Set task A:
Write out the part of the blog extract below, starting with "The mill from" and going on through "this delightful location.", copying it word for word.

Text extract:
╭──

Thursday, 5 April 2018

First turn at Nether Alderley Mill in 2018

The mill from the front

Nether Alderley Mill has opened for the 2018 season and this afternoon was my first turn there this year.

I have been a volunteer guide here since the Mill re-opened in 2013, after extensive restoration by the National Trust to the building and the mill machinery. In 2014 I qualified as a Miller after a course at Cann Mill, Dorset, and today enjoy carrying out both roles - Guide and Miller, at this delightful location.

The picturesque mill pond. The back wall of the mill forms part of the mill pond dam.

Today I was a Guide, together with Terry, and Bruce was the Miller. Last year the National Trust dropped the Thursday Afternoon openings (the other two open afternoons are Saturday and Sunday) but I'm pleased to say they have had a re-think and the 'Thursday 'A' team' is back together!

We were busy, too, Terry and I running our full quota of three tours each, with a total of well over 40 happy visitors.

The two sets of mill stones on the upper floor, with some visitors descending the narrow and steep stairs to view the Hurst Frame on the floor below.


Sunday, 1 April 2018

The 'Easter Sunday' effect at Urmston today

'Lindow' at home
After last week's run with 'The Wildfowler', I decided to let 'Lindow' stretch her wheels at Urmston today. No pictures as 'Jason the lens' wasn't there, just this one of 'Lindow' at home by me, and three of locos on the prep bays from the club site.
Malc and I arrived fairly early and by 10:30 'Lindow' was in revenue earning service (unlike a steam loco, an electric is out of the car and onto the track and ready to go).

╰──

Source records:
╭──

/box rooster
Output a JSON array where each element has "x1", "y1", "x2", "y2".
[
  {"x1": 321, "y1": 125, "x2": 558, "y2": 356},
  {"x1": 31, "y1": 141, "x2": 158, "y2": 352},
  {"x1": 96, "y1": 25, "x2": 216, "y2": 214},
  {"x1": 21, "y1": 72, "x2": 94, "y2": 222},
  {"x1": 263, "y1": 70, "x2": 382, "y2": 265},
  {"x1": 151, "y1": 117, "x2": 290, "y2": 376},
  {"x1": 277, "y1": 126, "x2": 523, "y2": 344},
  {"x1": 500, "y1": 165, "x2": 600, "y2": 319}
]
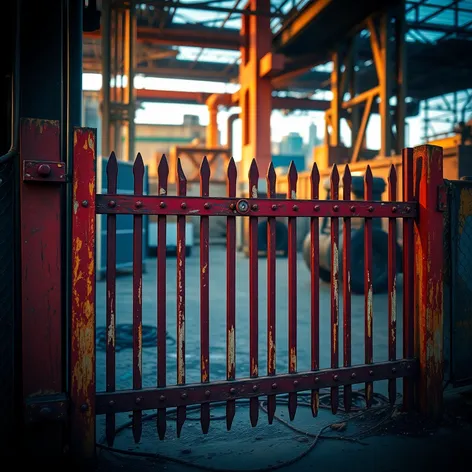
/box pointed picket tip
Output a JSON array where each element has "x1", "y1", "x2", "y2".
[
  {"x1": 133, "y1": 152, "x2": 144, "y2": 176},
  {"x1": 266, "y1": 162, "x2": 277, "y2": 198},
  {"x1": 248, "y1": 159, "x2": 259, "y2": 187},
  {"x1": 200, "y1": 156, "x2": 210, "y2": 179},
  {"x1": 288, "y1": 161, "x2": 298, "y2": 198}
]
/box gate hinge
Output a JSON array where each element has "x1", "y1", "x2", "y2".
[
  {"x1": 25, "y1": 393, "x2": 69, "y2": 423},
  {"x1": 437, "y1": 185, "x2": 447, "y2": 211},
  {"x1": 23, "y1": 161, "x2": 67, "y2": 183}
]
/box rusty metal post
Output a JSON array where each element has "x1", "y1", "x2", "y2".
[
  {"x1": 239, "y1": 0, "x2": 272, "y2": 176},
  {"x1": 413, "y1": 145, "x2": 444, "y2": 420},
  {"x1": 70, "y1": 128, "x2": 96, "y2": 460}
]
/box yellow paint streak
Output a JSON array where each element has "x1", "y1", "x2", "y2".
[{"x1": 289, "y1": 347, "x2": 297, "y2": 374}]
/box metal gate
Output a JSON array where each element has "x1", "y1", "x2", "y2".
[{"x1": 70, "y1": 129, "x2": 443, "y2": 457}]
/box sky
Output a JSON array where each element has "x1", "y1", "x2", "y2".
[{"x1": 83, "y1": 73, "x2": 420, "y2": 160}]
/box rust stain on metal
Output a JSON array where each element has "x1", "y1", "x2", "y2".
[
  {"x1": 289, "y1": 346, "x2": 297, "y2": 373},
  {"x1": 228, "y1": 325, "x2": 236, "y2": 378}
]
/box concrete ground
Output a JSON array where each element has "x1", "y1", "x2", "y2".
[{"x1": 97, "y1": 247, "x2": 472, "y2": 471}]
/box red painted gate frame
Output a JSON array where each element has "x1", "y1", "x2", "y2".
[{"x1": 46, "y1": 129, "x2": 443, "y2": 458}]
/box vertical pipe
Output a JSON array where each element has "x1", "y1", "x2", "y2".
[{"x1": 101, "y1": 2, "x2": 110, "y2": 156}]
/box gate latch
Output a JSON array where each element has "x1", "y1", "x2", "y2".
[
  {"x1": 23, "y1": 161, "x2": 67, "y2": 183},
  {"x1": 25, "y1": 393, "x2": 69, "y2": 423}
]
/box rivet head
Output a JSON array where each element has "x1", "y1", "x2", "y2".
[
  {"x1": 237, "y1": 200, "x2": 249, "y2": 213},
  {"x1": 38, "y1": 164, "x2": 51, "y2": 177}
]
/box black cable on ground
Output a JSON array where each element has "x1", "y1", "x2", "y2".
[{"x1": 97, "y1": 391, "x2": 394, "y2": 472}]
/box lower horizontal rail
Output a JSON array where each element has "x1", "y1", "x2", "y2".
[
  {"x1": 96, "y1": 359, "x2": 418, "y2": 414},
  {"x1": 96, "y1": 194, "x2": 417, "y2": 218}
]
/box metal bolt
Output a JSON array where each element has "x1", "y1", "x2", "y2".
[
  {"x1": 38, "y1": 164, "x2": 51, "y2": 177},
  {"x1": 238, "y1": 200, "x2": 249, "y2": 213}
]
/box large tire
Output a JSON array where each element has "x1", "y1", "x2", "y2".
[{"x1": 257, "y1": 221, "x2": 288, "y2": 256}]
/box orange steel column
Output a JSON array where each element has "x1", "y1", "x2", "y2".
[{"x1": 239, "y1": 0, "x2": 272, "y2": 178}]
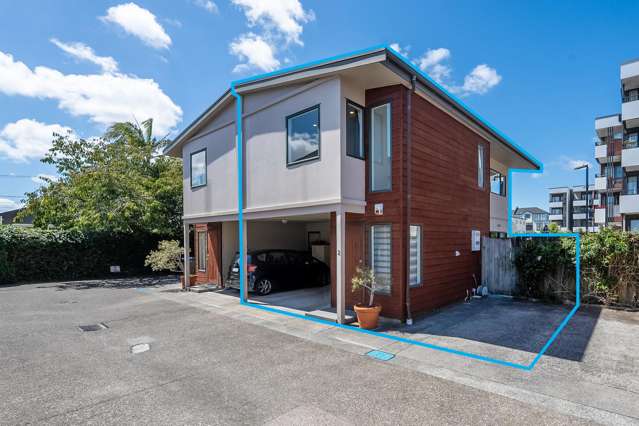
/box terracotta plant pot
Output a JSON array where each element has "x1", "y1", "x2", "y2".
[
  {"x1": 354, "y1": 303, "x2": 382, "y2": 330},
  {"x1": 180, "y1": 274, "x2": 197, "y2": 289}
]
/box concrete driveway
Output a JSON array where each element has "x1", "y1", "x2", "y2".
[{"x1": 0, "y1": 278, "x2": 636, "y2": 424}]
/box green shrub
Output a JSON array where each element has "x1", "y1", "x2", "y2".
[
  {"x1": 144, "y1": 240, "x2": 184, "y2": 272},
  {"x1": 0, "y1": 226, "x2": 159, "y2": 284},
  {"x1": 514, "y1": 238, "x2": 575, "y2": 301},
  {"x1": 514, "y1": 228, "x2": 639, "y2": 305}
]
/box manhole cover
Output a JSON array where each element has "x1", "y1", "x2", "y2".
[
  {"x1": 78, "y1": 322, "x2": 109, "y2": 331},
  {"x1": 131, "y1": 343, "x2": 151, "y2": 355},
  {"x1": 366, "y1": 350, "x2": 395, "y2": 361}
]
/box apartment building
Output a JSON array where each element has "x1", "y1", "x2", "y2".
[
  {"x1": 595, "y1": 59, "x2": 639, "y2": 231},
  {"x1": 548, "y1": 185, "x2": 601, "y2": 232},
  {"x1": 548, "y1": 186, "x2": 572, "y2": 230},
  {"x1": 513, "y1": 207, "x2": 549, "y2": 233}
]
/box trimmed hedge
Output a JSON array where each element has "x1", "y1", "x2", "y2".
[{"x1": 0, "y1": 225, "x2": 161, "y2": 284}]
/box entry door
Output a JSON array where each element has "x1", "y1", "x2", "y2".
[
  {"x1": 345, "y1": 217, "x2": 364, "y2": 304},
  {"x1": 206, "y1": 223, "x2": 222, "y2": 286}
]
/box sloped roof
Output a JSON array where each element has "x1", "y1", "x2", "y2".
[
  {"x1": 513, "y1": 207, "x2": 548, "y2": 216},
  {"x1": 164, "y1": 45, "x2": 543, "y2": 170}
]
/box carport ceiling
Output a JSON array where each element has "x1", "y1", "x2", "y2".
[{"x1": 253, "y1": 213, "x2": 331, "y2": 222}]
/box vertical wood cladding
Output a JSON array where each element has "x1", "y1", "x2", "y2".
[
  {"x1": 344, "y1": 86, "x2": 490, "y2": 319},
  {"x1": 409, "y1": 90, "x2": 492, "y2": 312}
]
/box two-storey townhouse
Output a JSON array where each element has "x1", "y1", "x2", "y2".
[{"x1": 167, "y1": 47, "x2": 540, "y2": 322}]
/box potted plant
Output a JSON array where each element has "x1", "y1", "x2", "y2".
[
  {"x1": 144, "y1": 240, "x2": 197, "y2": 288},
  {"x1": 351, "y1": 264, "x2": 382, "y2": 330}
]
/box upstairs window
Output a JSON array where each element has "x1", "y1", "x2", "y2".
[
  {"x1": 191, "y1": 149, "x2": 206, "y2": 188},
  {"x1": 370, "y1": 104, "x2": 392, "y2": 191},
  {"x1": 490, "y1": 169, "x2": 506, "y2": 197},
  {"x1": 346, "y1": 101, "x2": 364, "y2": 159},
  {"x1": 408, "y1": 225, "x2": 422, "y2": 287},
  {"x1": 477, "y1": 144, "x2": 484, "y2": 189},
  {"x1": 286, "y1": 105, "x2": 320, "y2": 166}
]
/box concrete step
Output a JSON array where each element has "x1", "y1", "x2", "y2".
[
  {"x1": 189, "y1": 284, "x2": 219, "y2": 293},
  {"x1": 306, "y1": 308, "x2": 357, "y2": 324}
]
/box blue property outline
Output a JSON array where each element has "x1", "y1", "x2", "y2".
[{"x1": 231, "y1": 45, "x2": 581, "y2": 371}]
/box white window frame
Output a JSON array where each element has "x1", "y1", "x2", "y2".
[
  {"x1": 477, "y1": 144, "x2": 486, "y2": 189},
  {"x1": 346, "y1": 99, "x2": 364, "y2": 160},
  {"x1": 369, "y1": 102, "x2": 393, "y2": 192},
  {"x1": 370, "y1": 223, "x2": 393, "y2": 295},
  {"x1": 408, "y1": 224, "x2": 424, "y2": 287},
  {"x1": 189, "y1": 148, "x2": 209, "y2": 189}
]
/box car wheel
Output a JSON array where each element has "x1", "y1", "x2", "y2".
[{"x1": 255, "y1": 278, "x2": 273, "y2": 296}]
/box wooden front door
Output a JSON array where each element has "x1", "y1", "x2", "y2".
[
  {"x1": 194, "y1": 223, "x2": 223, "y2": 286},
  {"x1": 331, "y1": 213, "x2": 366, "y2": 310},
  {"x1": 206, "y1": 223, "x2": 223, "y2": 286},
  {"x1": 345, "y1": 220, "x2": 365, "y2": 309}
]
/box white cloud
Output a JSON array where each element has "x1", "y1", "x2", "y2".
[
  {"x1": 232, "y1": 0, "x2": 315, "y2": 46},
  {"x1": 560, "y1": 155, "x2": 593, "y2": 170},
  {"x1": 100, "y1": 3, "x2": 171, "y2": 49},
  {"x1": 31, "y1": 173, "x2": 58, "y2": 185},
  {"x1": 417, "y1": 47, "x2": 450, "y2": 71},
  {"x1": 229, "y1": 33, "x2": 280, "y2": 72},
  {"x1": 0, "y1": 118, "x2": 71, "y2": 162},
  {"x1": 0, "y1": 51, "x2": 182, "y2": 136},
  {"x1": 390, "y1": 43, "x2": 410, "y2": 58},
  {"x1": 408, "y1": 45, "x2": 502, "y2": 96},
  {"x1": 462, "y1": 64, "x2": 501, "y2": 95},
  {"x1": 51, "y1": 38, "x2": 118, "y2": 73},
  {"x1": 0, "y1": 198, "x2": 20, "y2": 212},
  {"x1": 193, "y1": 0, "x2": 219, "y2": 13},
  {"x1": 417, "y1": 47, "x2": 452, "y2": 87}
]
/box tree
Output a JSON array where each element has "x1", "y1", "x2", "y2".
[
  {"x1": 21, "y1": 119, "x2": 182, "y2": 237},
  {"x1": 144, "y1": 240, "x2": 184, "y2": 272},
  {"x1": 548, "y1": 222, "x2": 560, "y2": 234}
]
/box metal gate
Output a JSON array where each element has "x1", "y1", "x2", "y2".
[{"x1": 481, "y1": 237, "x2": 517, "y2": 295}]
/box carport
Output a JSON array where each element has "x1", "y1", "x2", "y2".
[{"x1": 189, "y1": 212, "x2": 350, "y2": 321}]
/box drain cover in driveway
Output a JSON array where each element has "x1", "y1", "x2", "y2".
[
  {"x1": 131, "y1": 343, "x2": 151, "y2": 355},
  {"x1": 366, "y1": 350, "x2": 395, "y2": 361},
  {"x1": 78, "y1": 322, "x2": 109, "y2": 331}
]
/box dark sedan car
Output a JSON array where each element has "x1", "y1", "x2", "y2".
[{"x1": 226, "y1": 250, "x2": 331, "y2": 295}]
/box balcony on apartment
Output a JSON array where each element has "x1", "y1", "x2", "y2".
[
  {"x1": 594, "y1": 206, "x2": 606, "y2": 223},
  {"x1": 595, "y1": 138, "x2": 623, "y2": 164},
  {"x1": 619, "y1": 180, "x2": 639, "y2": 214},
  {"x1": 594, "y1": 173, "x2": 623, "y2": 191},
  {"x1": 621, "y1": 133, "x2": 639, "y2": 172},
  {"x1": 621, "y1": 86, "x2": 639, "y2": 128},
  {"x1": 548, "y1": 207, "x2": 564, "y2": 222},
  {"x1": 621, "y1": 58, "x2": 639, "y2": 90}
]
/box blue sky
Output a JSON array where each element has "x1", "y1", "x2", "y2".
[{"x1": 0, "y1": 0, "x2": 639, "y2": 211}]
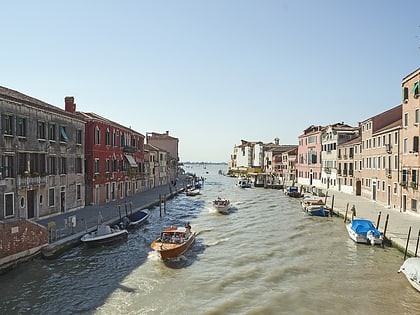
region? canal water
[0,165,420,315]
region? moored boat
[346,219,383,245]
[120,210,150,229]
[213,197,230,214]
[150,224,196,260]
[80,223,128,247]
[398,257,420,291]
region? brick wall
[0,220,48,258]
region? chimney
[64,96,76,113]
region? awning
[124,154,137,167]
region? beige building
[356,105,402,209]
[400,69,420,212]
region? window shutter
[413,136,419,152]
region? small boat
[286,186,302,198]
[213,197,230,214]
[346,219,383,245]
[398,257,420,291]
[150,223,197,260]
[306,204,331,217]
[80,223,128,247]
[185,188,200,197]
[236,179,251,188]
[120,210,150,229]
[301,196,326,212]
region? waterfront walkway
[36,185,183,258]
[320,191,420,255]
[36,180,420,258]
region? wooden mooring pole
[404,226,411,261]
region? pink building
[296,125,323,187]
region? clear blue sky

╰──

Set task B:
From the records above, extract the lines starting with the line with "dark sedan car" and going on through the line with "[296,125,323,187]", and repeat them verbatim. Leave the pictures out of your answer.

Output A:
The mill from the front

Nether Alderley Mill has opened for the 2018 season and this afternoon was my first turn there this year.

I have been a volunteer guide here since the Mill re-opened in 2013, after extensive restoration by the National Trust to the building and the mill machinery. In 2014 I qualified as a Miller after a course at Cann Mill, Dorset, and today enjoy carrying out both roles - Guide and Miller, at this delightful location.

Output B:
/box dark sedan car
Output a JSON array where each element has "x1", "y1", "x2", "y2".
[{"x1": 226, "y1": 250, "x2": 331, "y2": 295}]
/box balcony on apartment
Output a JSON array where each element has "x1", "y1", "x2", "y2".
[
  {"x1": 594, "y1": 206, "x2": 606, "y2": 223},
  {"x1": 595, "y1": 138, "x2": 623, "y2": 164},
  {"x1": 619, "y1": 180, "x2": 639, "y2": 214},
  {"x1": 594, "y1": 173, "x2": 623, "y2": 191},
  {"x1": 621, "y1": 133, "x2": 639, "y2": 172},
  {"x1": 621, "y1": 86, "x2": 639, "y2": 128},
  {"x1": 548, "y1": 207, "x2": 564, "y2": 222},
  {"x1": 621, "y1": 58, "x2": 639, "y2": 90}
]
/box blue sky
Output a JSON array where each element has "x1", "y1", "x2", "y2".
[{"x1": 0, "y1": 0, "x2": 639, "y2": 211}]
region? canal water
[0,165,420,315]
region? moored boat
[346,219,383,245]
[120,210,150,229]
[213,197,230,214]
[150,224,196,260]
[80,223,128,247]
[398,257,420,291]
region? brick wall
[0,220,48,258]
region? chimney
[64,96,76,113]
region? awning
[124,154,137,167]
region? beige building
[356,105,402,209]
[400,69,420,212]
region? window shutter
[413,136,419,152]
region? small boat
[286,186,302,198]
[213,197,230,214]
[346,219,383,245]
[398,257,420,291]
[150,223,197,260]
[306,204,331,217]
[80,223,128,247]
[185,188,200,197]
[236,179,251,188]
[120,210,150,229]
[301,196,326,212]
region? waterfront walkway
[36,185,183,258]
[320,191,420,255]
[36,180,420,258]
region? wooden mooring pole
[404,226,411,261]
region? pink building
[296,125,323,187]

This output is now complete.